Extrait du texte =
++++++++++

Cela ne fait pas partie de notre culture. Et nous devons avoir le courage de le dénoncer. Diffuser certaines images, comme s’embrasser, se caresser, ou coucher en couple sur le même lit, cela ne fait pas partie de notre culture. Certaines séquences doivent être revues et corrigées. Nous nous désolons aussi de certains comportements et des artistes qui s’habillent d’une manière indécente à la télé. Nous ne devons pas laisser de côté nos valeurs. Très souvent, quand ils imitent l’accoutrement des Européens pour ensuite s’exprimer en wolof, ils déroutent les téléspectateurs. Ils font n’importe quoi. C’est ça la vérité.

++++++++++

[Extraits de données]
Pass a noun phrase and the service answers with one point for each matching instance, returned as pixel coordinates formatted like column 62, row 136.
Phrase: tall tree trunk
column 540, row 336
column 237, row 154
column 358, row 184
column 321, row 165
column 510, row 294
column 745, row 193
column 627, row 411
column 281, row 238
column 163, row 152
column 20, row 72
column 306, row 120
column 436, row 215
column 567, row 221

++++++++++

Actions demandées =
**a.** D'après l'extrait du texte, les affirmations (i), (ii) et (iii) sont-elles justes ? Pour chacune, répondez par oui ou non, avec les mots du texte qui le montrent, cités tels quels.
(i) Certaines séquences doivent être revues et corrigées.
(ii) Les artistes qui s'habillent comme ils veulent à la télé sont approuvés.
(iii) Imiter l'accoutrement des Européens puis parler wolof déroute les téléspectateurs.
**b.** D'après l'extrait du texte, quelles images ne font pas partie de notre culture quand on les diffuse ?

Tâches résolues =
**a.**
(i) Oui : « Certaines séquences doivent être revues et corrigées. »
(ii) Non : « Nous nous désolons aussi de certains comportements et des artistes qui s’habillent d’une manière indécente à la télé. »
(iii) Oui : « Très souvent, quand ils imitent l’accoutrement des Européens pour ensuite s’exprimer en wolof, ils déroutent les téléspectateurs. »

**b.** S’embrasser, se caresser ou coucher en couple sur le même lit.